**EXTRAIT DU TEXTE**
----------------------------------------
Cinq sujets brulants dans la recherche sur l’autisme en 2019

Cet article est une traduction du texte de la revue de vulgarisation Spectrum News, Five hot topics in autism research in 2019. Elle complète l’article que j’ai dernièrement traduit sur les 10 avancées majeures en 2019 dans la recherche sur l’autisme.

Cette année, les chercheurs ont trouvé des indices sur les
causes de l’autisme – et comment le traiter – à partir de diverses sources.

Les progrès dans de très petits modèles du cerveau humain
ont révélé de nouveaux détails sur la biologie de l’autisme et fourni des
plateformes possibles pour tester des thérapies. Les études de la fréquence
cardiaque ont mis en lumière le système nerveux autonome comme source possible
de traits autistiques. Et d’autres ont forgé un lien controversé entre le
microbiome intestinal et l’autisme.

Quelques études ont révélé des informations importantes sur
les moments clés auxquels différentes formes d’autisme peuvent être traitées.
Cette année a aussi regardé de plus près les tests utilisés pour le dépistage
et le diagnostic, révélant des lacunes et des limites dans le système
d’identification des enfants autistes.

Voici les cinq principaux sujets de l’année dans la recherche sur l’autisme.

Les fabricants de cerveau

Les organoïdes cérébraux commencent comme de simples grappes de cellules souches, qui sont ensuite regroupées pour devenir des cellules cérébrales. Cette année, la durée de vie de ces ‘cerveaux en éprouvette’ est passée à un an à près de deux ans, leur permettant de se développer et d’imiter certains aspects du cerveau humain. Dans les organoïdes à longue durée de vie, les chercheurs ont suivi les changements dans l’expression des gènes de l’autisme.

Ils ont découvert que les organoïdes dérivés des cellules de la peau des personnes autistes manquent de cellules qui suppriment l’activité cérébrale. La découverte soutient la théorie du déséquilibre de signalisation de l’autisme, qui dit que le cerveau des personnes autistes est hyper-excitable.

Cette année, les scientifiques ont également construit de
minuscules répliques de deux zones cérébrales reliées par une longue fibre qui
pourraient révéler comment les connexions à longue distance sont modifiées dans
le cerveau des personnes autistes.

Les organoïdes cérébraux issus de personnes atteintes du
syndrome de l’X fragile peuvent aider à expliquer pourquoi certains médicaments
expérimentaux de l’X fragile fonctionnent chez la souris mais pas chez l’homme
– et génèrent des pistes pour des thérapies efficaces. Les organoïdes pourraient
également fournir une plateforme pour tester les traitements, car les
chercheurs peuvent désormais produire des centaines de ces cellules cérébrales
amalgamées en parallèle et les rendre uniformes dans leur forme et leur
composition.

Des applications plus éloignées comprennent des études de la
conscience et des effets de la microgravité sur le cerveau. Dans un des
premiers signes de la formation, les organoïdes cérébraux ont montré des
schémas de mise à feu neuronaux synchronisés, dont certains aspects ressemblent
à ceux des prématurés.
----------------------------------------
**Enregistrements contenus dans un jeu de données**
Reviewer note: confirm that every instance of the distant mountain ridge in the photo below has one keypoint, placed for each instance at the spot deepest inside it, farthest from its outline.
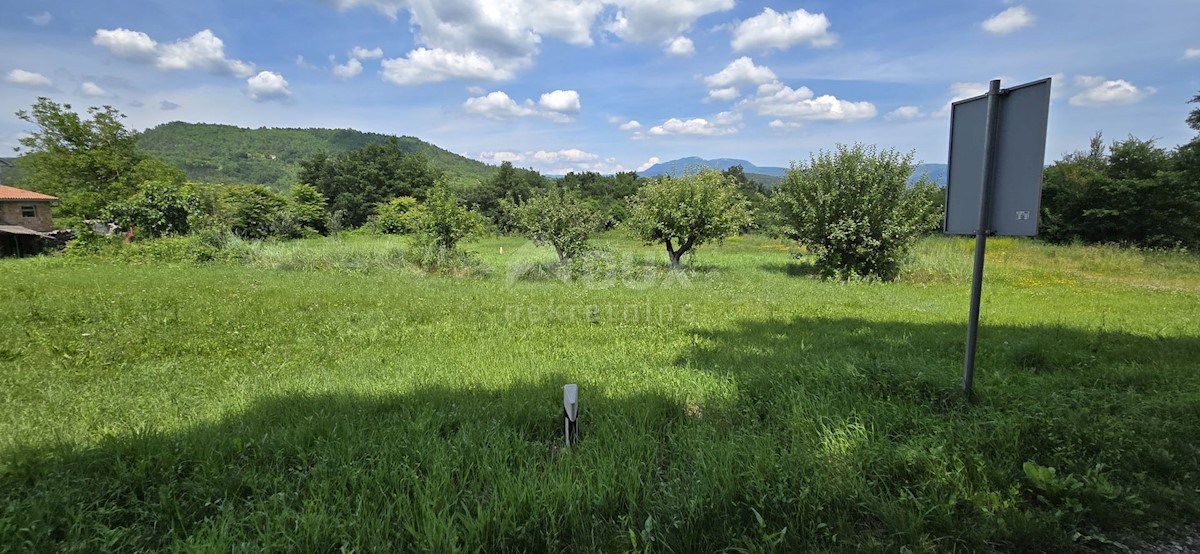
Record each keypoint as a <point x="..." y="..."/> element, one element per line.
<point x="773" y="175"/>
<point x="210" y="152"/>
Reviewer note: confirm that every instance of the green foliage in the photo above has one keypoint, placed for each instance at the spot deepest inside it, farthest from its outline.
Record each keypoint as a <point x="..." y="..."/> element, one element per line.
<point x="510" y="186"/>
<point x="399" y="216"/>
<point x="1129" y="193"/>
<point x="255" y="211"/>
<point x="607" y="194"/>
<point x="157" y="209"/>
<point x="855" y="209"/>
<point x="355" y="181"/>
<point x="223" y="154"/>
<point x="87" y="162"/>
<point x="688" y="211"/>
<point x="239" y="407"/>
<point x="443" y="221"/>
<point x="559" y="218"/>
<point x="309" y="205"/>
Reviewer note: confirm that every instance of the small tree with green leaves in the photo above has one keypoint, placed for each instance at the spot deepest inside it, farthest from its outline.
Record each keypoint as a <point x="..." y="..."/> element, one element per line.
<point x="157" y="209"/>
<point x="396" y="217"/>
<point x="559" y="218"/>
<point x="685" y="212"/>
<point x="856" y="210"/>
<point x="443" y="221"/>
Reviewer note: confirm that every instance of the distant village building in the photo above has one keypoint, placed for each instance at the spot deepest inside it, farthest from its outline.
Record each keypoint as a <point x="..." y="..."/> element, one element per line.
<point x="24" y="220"/>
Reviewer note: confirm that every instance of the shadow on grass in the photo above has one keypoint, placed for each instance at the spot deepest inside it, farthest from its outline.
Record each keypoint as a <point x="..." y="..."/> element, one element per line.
<point x="1114" y="414"/>
<point x="437" y="469"/>
<point x="832" y="434"/>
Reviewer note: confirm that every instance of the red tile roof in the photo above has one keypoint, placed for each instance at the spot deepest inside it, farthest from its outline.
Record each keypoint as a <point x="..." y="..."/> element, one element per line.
<point x="13" y="193"/>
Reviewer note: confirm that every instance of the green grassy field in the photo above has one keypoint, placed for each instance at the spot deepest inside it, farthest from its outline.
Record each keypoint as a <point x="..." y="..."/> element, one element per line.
<point x="325" y="397"/>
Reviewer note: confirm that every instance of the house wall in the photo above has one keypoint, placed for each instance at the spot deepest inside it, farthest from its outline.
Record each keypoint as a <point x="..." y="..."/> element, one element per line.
<point x="10" y="215"/>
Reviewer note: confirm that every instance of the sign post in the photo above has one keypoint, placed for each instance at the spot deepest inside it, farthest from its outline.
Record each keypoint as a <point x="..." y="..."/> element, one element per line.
<point x="994" y="187"/>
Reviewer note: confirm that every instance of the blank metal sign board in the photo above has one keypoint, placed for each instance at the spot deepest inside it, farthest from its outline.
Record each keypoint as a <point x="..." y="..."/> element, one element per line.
<point x="1020" y="155"/>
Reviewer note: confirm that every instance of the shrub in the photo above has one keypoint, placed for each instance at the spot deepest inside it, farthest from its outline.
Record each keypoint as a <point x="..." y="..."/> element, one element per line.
<point x="558" y="218"/>
<point x="685" y="212"/>
<point x="853" y="208"/>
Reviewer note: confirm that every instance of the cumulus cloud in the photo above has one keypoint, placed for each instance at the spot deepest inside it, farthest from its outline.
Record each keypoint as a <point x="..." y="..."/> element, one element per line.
<point x="93" y="89"/>
<point x="28" y="78"/>
<point x="498" y="106"/>
<point x="649" y="163"/>
<point x="802" y="104"/>
<point x="679" y="47"/>
<point x="781" y="31"/>
<point x="555" y="162"/>
<point x="365" y="54"/>
<point x="726" y="122"/>
<point x="741" y="72"/>
<point x="346" y="71"/>
<point x="268" y="85"/>
<point x="203" y="50"/>
<point x="1008" y="20"/>
<point x="561" y="101"/>
<point x="1098" y="91"/>
<point x="647" y="20"/>
<point x="724" y="95"/>
<point x="904" y="113"/>
<point x="425" y="65"/>
<point x="557" y="106"/>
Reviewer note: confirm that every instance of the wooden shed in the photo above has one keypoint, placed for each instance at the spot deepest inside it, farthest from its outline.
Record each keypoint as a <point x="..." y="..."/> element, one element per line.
<point x="24" y="220"/>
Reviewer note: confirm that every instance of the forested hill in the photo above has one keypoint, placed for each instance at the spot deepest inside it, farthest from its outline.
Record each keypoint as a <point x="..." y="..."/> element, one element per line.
<point x="226" y="154"/>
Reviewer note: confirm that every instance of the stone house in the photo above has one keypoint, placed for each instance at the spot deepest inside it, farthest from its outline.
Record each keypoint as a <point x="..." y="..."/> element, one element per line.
<point x="24" y="220"/>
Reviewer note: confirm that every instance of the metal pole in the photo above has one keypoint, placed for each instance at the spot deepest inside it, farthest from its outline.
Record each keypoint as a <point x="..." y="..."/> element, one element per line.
<point x="989" y="162"/>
----------------------------------------
**TRAVAIL DEMANDÉ**
1 - Résumez en deux phrases le texte sur la recherche sur l'autisme en 2019.
2 - Dans le texte sur la recherche sur l'autisme, traduisez en anglais la phrase suivante : « Ils ont découvert que les organoïdes dérivés des cellules de la peau des personnes autistes manquent de cellules qui suppriment l’activité cérébrale. »
3 - Poursuivez le texte sur la recherche sur l'autisme en 2019 juste après sa dernière phrase.

**RÉPONSES**
1 - En 2019, les chercheurs ont trouvé des indices sur les causes de l'autisme et sur la façon de le traiter, notamment grâce à de très petits modèles du cerveau humain, à l'étude de la fréquence cardiaque et au microbiome intestinal. Les organoïdes cérébraux, qui vivent maintenant près de deux ans, ont montré que ceux issus de personnes autistes manquent de cellules qui suppriment l'activité cérébrale, et ils pourraient servir à tester des traitements.

2 - They discovered that organoids derived from the skin cells of autistic people lack cells that suppress brain activity.

3 -
Au sujet du cœur

De nouvelles preuves ont émergé liant l’autisme au fonctionnement du système nerveux autonome, qui contrôle la respiration, la fréquence cardiaque et la digestion. Les différences dans le système pourraient expliquer une gamme de traits d’autisme, y compris les difficultés sociales et la sensibilité sensorielle, ainsi que les problèmes cardiaques et les problèmes digestifs.

Beaucoup de ces différences apparaissent dans la fréquence
cardiaque. La fréquence cardiaque reste stable chez les personnes autistes qui
respirent au lieu du schéma typique de ralentissement léger à l’expiration et
d’accélération à l’inspiration. Cet écart apparaît après l’âge de 18 mois, à
peu près au même moment où les traits fondamentaux de la condition émergent.
Les enfants atteints du syndrome de Rett ont également des schémas de fréquence
cardiaque inhabituels.

Ces différences peuvent persister au-delà de l’enfance. Une
étude a montré que la fréquence cardiaque au repos des adultes autistes varie
rarement; une fréquence cardiaque régulière suggère un manque de flexibilité
pour répondre aux changements environnementaux.

Les réactions de l’intestin

Les enfants autistes sont inhabituellement sujets à des problèmes gastro-intestinaux. Cette association peut ne pas être une coïncidence: certaines mutations génétiques ou altérations du microbiome – le mélange de microbes dans les intestins – peuvent contribuer à la fois à l’autisme et aux problèmes intestinaux.

Quatre études sur des souris en 2019 ont fourni de nouvelles
preuves – dont certaines controversées – pour soutenir cette idée. Dans une
étude, les chercheurs ont remplacé les microbes intestinaux des souris par ceux
des garçons autistes. Les souris ont des comportements répétitifs, font moins
de vocalisations et passent moins de temps à socialiser que les témoins,
fournissant la première preuve que les microbes intestinaux contribuent aux traits
de l’autisme.

Mais quelques heures après la publication de l’étude,
plusieurs experts ont critiqué sa petite taille d’échantillon et ses résultats
très variables. D’autres ont trouvé une possible erreur statistique.

Dans une étude indépendante, les chercheurs ont révélé que
des doses orales de Lactobacillus reuteri, un type de bactérie intestinale
présente dans le yogourt et le lait maternel, renforcent le comportement social
dans trois modèles de souris autistes. Et deux autres séries de résultats suggèrent
que les mutations du NLGN3, un gène de l’autisme à haute confiance, modifient
la fonction intestinale. L’un d’eux a montré qu’une mutation de ce gène
perturbe le microbiome de la souris.

Moments opportuns

Les médicaments contre l’autisme peuvent être plus efficaces lorsqu’ils sont administrés pendant une «période critique» de développement cérébral. Les chercheurs ont délimité les fenêtres pour le traitement des traits d’autisme dans des modèles de souris et de rats porteurs de la condition.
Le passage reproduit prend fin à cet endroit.